▸ **COMPLETE THE FOLLOWING**:
1. Using the quarterly financial discussion, explain in one to three sentences how the Company computes diluted earnings per share.
2. Translate this sentence from the quarterly financial discussion into Spanish: "Shareholders' equity at September 30, 2013 was $180.1 million compared with $177.0 million at December 31, 2012, an increase of $3.1 million or 1.7%."

▸ **TEXT EXTRACT**:
--------------------------------------------------
All written or oral forward-looking statements attributable to the Company are expressly qualified in their entirety by these cautionary statements. The Company undertakes no obligation to publicly update or otherwise revise any forward-looking statements, whether as a result of new information, future events or otherwise.


Management's Discussion and Analysis of Financial Condition and Results of Operations of the Company analyzes the major elements of the Company's balance sheets and statements of income. This section should be read in conjunction with the Company's Condensed Consolidated Financial Statements and accompanying notes and other detailed information appearing elsewhere in this document.

Overview

The Company recorded net income of $3.4 million for the three months ended September 30, 2013, an increase of $567,000 compared with the same quarter in 2012. The Company's diluted earnings per common share for the three months ended September 30, 2013 were $0.18, compared with $0.15 for the same quarter in 2012. Diluted earnings per share is computed by dividing net income (after deducting dividends on preferred stock) by the weighted-average number of common shares and potentially dilutive common shares outstanding at the end of the period. The Company recorded net income of $9.3 million for the nine months ended September 30, 2013 an increase of $996,000 compared with $8.3 million for the same period in 2012. The Company's diluted earnings per common share for the nine months ended September 30, 2013 were $0.49 compared with $0.47 for the same period in 2012. Details of the changes in the various components of net income are further discussed below.

Total assets were $1.63 billion at September 30, 2013, an increase of $114.6 million or 7.5% from $1.52 billion at December 31, 2012. Available-for-sale investment securities at September 30, 2013 were $183.7 million, an increase of $19.6 million or 12.0% from $164.0 million at December 31, 2012. Net loans, including loans held-for-sale, at September 30, 2013 were $1.16 billion, an increase of $88.3 million or 8.2% from $1.08 billion at December 31, 2012. Total deposits at September 30, 2013 were $1.35 billion, an increase of $85.4 million or 6.7% from $1.27 billion at December 31, 2012. Other borrowings at September 30, 2013 were $46.0 million, an increase of $21.0 million or 84.0% from $25.0 million at December 31, 2012. The Company's return on average assets ("ROAA") for the three months ended September 30, 2013 and 2012 was 0.85% and 0.76%, respectively. The Company's return on average equity ("ROAE") for the three months ended September 30, 2013 and 2012 was 7.66% and 6.61%, respectively. The Company's ROAA for the nine months ended September 30, 2013 and 2012 was 0.79% and 0.73%, respectively. The Company's ROAE for the nine months ended September 30, 2013 and 2012 was 6.91% and 6.28%, respectively. Shareholders' equity at September 30, 2013 was $180.1 million compared with $177.0 million at December 31, 2012, an increase of $3.1 million or 1.7%. Details of the changes in the various balance sheet items are further discussed below.
--------------------------------------------------
▸ **COLLECTED MATERIAL**:
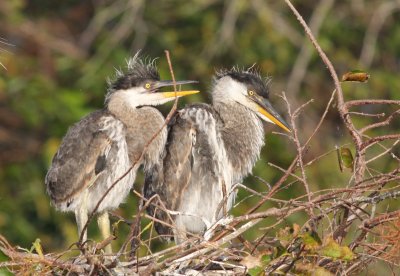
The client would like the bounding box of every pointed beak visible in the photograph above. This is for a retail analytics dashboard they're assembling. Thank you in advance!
--------------------------------------------------
▸ **SOLUTIONS TO EACH TASK**:
1. Diluted earnings per share is net income, after dividends on preferred stock are deducted, divided by the weighted-average number of common shares plus potentially dilutive common shares outstanding at the end of the period.

2. El patrimonio de los accionistas al 30 de septiembre de 2013 era de 180,1 millones de dólares, frente a 177,0 millones de dólares al 31 de diciembre de 2012, lo que supone un aumento de 3,1 millones de dólares, o del 1,7 %.